» **Passage provided**
========================
It’s May 29th 2018, and today is his funeral and memorial service. Many couldn’t attend because they live miles away and they have to work. I’m sure Dan is fine with this, and the fact people care and are thinking about the good times they shared is what he would have wanted. A couple of decades ago, we would have all been preparing for the first college ball; the lads scrubbed up well, and the girls made sure no one had the same dress as them as we prepared for the ultimate parties of the season. We were all in our late teens, on the brink of adulthood, and learned how to party and have fun. This is also where some long-lasting bonds were made unbeknown to us all, and while I didn’t know Dan well, I knew him well enough to know he one of the good and kind ones.
I don’t recall the last time I saw Dan or in fact most of my former college pals; probably at one of the numerous leaving parties that were held. It was also a difficult time for us all, as we no longer had that security of knowing where we would be at a given time during the week, or even where we would be living. That is the scary reality of adulthood and looking for a real job. Gone were the summer days of freedom where the only worries were exam results and where you were going to live next year, and of course money. The truth is money has and always will be a factor, but living as a student teaches you how to live well and have fun on limited funds. That lesson has served me well, and still is to this day.
Many will raise a glass to Dan tonight, in fact as I write this to celebrate his life and to remind us how precious life is, as he leaves the building, to enter a new one. As for the members of the Facebook group chat, this will give some the impetus to reconnect with others they haven’t seen for years, others will be somber and reminisce at the old days, and others will carry on, sad, but glad it wasn’t them.
The summer holidays are approaching, and I detest summer for it was always a lonely time for me. I always dreamed of going off on group holidays to explore à la Enid Blyton, but the reality is that people needed to get summer jobs (although today they don’t exist due to increased EU migration), and before you know it four years of freedom have flown by, and you’re left with a hazy web of memories. They are good ones though where there were always smiles and laughter with the occasional solemn moments when everyone looked out for one another. One such moment is when a girl (Emma) died from meningitis in halls and everyone banded together. I knew her, and spoke to her 48 hours before she died. It was in the common room as we all watched Neighbours; I said I’d see her after the weekend as I was dashing home for to pick up more clothes. By the time I returned she had already died, and the halls were in quarantine.
Dan’s departure reminds us that time is precious and if we really want to do something or to see someone then we can make time if we so desire. For back then we lived each day for the present and were so full of hope. The question is are we still able to say that as fully fledged adults with responsibilities, or are we trapped on that hamster wheel living how we think we are supposed to, rather than how we choose to be?
Eventually we will all leave this building for another, but when one of us leaves unexpectedly, perhaps it’s a reminder that we should reconnect here before we depart rather than through a string of messages on social media? Perhaps that’s Dan’s greatest legacy, is reminding us to live, and that those unconditional forged bonds meant something all those years ago. Many of us are raising glasses to you Dan, for you left a little earlier than expected, but in doing so have reminded us of a far greater lesson and that is to live in the here and now. While social media helps us to reconnect, it’s then up to us to act on things.
Don’t put off things for that perfect moment, because it doesn’t exist, and I’m sure Dan would agree with me.
========================
Reproduce the passage from the reflection on Dan's funeral word for word, from "I don’t recall" to "to this day.".

» **Supplied records**
========================
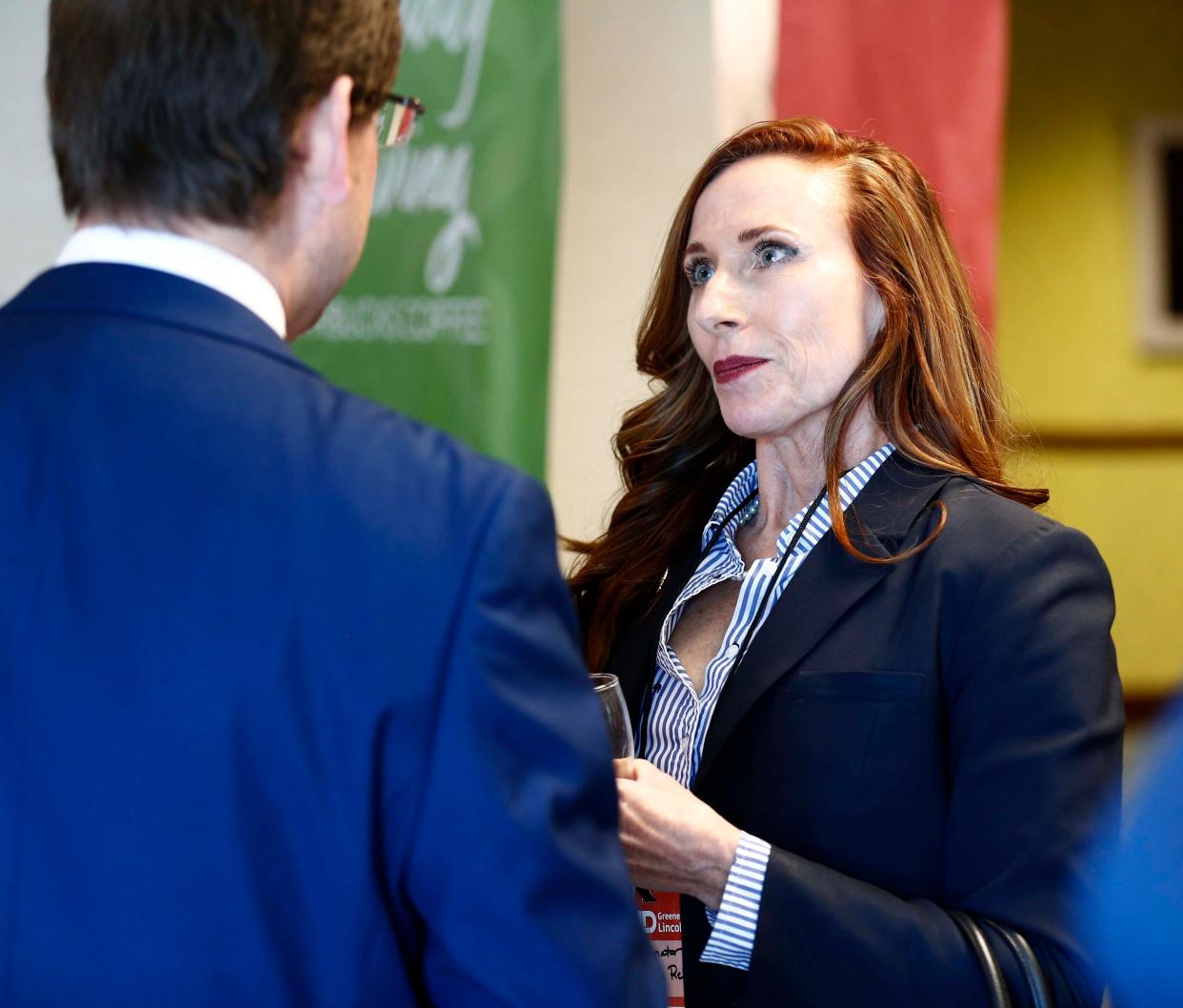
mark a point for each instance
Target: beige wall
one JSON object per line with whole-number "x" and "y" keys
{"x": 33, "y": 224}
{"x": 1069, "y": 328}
========================
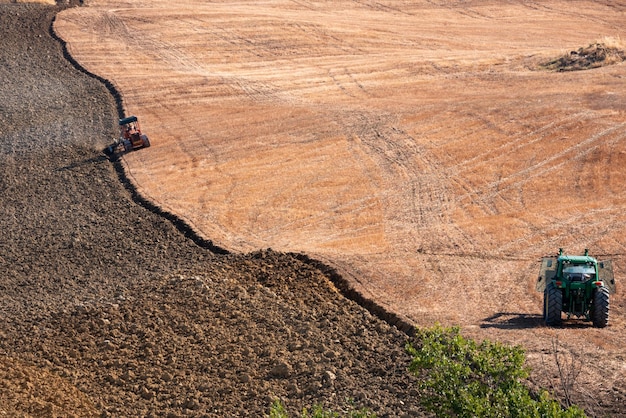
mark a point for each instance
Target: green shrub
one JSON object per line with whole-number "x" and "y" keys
========================
» **Answer below**
I don’t recall the last time I saw Dan or in fact most of my former college pals; probably at one of the numerous leaving parties that were held. It was also a difficult time for us all, as we no longer had that security of knowing where we would be at a given time during the week, or even where we would be living. That is the scary reality of adulthood and looking for a real job. Gone were the summer days of freedom where the only worries were exam results and where you were going to live next year, and of course money. The truth is money has and always will be a factor, but living as a student teaches you how to live well and have fun on limited funds. That lesson has served me well, and still is to this day.